Stated exercise 1 ▸
In the listing, begin at the line that has "I would be grateful for your help identifying the woman" and stop after the last line of the listing. Write those lines out again, requests included, shifting every coordinate in the answer points up by 105 while leaving the numbers in the requests and their format samples as they are.

#### Article

New Interim Final Rule on Appeals of SBA PPP Loan Review Decisions

On August 11 the Treasury released IFR 23 to inform PPP borrowers and lenders of the process by which a borrower may appeal loan review decisions to the SBA’s Office of Hearings and Appeals (OHA). Because the SBA can review a PPP loan and make determinations as to a borrower’s eligibility at any time the supplements in this IFR to previous regulation become effective immediately. The SBA may review a borrower’s eligibility for a PPP loan, the loan amount received the use of loan proceeds, and/or the loan forgiveness amount claimed by the borrower. This interim final rule establishes a new subpart L for 13 CFR part 134 establishing rules of practice for appeals of SBA loan review decisions.

Subpart L defines the term “SBA loan review decision” as an official written decision by the SBA following their review that finds a borrower (1) was ineligible for a PPP loan; (2) was ineligible for the PPP loan amount received or used the PPP loan proceeds for unauthorized uses; (3) is ineligible for PPP loan forgiveness in the amount determined by the lender in its full or partial approval decision issued to SBA; and/or (4) is ineligible for PPP loan forgiveness in any amount when the lender has issued a full denial decision to SBA. Other key stipulations include:

  • Only final SBA loan review decisions can be appealed to OHA.

########

Stated exercise 2 ▸
Using the article on PPP loan review appeals, say whether each statement below agrees with it, answering yes or no and quoting the words that decide it: (a) The Treasury released IFR 23 on August 11. (b) The supplements in the IFR take effect only after a waiting period. (c) A borrower may take any SBA loan review decision, final or not, to OHA.

#### Supplied entries

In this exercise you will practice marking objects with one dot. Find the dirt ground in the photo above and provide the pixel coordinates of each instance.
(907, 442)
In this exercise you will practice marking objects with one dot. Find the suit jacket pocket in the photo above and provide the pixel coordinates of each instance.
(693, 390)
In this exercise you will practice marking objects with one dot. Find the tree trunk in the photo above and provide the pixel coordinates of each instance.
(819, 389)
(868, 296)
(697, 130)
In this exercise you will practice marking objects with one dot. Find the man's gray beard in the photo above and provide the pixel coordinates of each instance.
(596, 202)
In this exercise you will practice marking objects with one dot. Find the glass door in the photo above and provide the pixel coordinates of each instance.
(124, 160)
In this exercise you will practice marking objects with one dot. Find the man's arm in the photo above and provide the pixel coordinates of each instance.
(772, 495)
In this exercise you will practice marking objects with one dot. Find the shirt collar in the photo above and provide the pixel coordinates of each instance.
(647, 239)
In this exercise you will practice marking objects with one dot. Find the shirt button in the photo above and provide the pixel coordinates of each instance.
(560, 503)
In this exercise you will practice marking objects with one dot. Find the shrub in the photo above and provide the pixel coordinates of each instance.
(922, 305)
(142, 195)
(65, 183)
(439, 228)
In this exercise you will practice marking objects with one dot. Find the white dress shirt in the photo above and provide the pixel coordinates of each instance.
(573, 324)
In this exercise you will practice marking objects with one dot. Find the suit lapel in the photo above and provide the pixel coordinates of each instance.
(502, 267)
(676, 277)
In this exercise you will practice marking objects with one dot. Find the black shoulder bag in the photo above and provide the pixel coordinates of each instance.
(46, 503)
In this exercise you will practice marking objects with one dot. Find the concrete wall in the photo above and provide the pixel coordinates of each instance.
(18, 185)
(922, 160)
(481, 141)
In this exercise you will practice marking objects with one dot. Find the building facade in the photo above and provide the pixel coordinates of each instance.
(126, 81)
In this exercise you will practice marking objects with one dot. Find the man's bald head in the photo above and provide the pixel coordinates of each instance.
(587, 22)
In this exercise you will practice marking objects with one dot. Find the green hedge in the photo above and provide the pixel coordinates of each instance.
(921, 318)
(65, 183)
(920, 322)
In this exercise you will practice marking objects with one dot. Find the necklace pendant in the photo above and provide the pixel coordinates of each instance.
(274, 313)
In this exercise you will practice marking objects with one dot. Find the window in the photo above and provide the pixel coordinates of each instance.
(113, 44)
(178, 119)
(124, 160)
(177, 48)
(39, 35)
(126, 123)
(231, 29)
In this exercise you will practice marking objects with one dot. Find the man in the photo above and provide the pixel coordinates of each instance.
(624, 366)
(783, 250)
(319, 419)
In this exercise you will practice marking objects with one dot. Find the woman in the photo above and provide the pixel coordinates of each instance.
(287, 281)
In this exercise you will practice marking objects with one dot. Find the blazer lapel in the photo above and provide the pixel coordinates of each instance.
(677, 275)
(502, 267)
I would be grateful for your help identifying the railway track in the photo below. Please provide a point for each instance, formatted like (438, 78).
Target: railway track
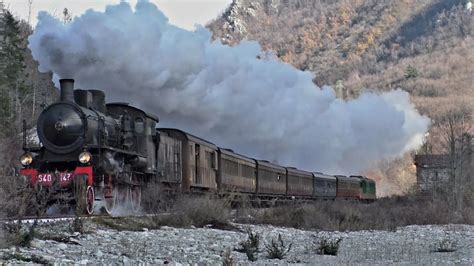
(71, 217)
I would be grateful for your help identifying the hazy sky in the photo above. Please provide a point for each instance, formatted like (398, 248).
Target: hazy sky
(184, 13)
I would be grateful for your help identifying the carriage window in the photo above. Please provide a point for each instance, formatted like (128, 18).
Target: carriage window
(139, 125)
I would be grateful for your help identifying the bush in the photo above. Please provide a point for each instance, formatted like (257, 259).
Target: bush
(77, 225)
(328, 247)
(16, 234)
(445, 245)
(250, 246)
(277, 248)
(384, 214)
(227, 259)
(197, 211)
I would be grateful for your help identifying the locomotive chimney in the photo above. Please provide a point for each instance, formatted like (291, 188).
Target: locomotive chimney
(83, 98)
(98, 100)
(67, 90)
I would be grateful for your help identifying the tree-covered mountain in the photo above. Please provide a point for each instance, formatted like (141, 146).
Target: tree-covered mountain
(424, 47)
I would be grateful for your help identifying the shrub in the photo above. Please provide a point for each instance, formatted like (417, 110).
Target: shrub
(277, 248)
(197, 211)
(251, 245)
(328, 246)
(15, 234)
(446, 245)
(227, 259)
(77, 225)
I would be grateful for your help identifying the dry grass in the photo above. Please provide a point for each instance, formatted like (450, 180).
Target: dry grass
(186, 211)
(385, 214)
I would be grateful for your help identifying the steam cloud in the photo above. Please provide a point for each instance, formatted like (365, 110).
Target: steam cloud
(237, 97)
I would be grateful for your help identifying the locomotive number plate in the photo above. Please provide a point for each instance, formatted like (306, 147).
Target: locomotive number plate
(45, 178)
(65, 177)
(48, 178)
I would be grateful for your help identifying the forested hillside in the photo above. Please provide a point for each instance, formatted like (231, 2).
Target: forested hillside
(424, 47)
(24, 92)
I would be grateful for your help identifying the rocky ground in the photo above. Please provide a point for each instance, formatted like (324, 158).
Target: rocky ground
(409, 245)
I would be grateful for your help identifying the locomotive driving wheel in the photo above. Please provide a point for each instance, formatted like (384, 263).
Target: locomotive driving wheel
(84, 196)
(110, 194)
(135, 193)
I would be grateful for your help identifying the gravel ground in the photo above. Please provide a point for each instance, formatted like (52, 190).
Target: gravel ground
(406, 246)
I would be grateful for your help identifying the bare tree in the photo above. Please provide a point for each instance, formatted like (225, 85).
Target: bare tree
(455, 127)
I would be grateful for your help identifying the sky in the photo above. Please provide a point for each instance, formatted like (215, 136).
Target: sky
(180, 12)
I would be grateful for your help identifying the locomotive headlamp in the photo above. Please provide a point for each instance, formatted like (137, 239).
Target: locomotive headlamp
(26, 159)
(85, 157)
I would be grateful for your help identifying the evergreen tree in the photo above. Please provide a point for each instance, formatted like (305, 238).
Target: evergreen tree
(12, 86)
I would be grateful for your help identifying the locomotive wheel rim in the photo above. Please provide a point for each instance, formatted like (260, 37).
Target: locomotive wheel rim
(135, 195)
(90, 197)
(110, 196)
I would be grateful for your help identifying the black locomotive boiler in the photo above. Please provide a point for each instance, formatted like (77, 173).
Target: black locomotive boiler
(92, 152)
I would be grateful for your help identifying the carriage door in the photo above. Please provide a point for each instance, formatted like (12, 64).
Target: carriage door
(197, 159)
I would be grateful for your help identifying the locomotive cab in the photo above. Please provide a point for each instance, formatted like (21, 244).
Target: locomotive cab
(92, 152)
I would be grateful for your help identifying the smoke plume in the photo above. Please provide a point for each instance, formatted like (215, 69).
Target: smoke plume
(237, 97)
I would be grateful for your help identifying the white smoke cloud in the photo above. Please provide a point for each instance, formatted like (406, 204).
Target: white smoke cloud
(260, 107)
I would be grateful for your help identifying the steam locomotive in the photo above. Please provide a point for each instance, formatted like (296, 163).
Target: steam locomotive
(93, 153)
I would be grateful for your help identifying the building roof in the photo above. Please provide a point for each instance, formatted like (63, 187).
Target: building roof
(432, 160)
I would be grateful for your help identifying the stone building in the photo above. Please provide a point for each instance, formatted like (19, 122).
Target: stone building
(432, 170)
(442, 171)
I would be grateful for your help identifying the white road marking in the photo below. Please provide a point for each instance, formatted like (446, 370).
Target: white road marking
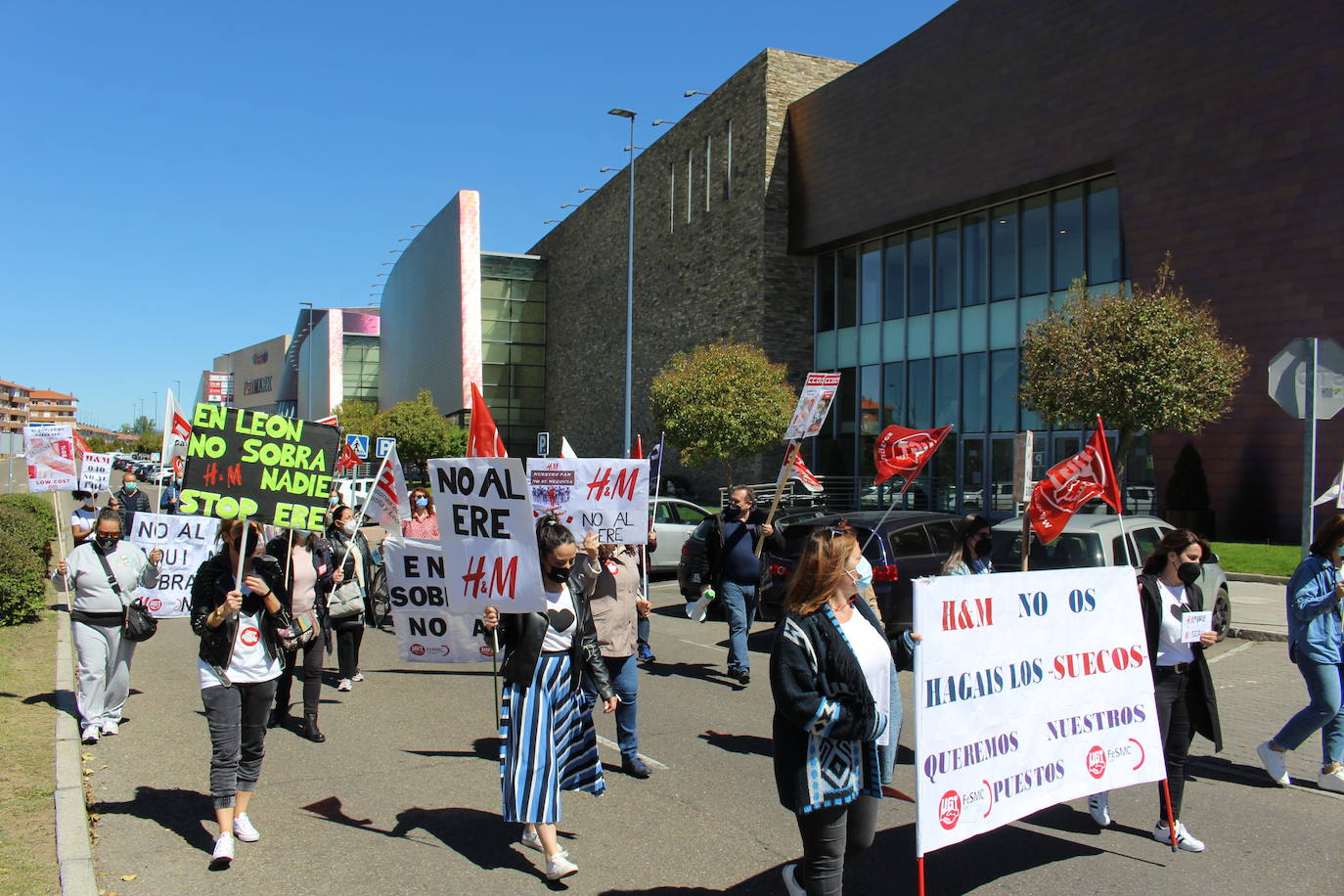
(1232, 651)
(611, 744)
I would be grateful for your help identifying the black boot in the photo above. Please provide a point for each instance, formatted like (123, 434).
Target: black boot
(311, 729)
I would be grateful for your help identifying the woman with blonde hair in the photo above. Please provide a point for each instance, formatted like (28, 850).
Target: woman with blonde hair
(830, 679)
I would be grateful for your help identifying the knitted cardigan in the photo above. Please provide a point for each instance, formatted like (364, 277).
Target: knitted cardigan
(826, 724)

########

Task output 1 ▸
I would be grateful for your help identifying the woman with blonde hair in the photo above. Please provide a point for each instance, formatted like (28, 850).
Target: woman with blonde hair
(935, 784)
I would be grateful for your help identifying the knitted cardigan in the photo above. Please provide a point for each instance, formatted like (364, 277).
Target: knitted cardigan
(931, 829)

Task output 2 ▸
(a) Yes: "On August 11 the Treasury released IFR 23"
(b) No: "the supplements in this IFR to previous regulation become effective immediately"
(c) No: "Only final SBA loan review decisions can be appealed to OHA."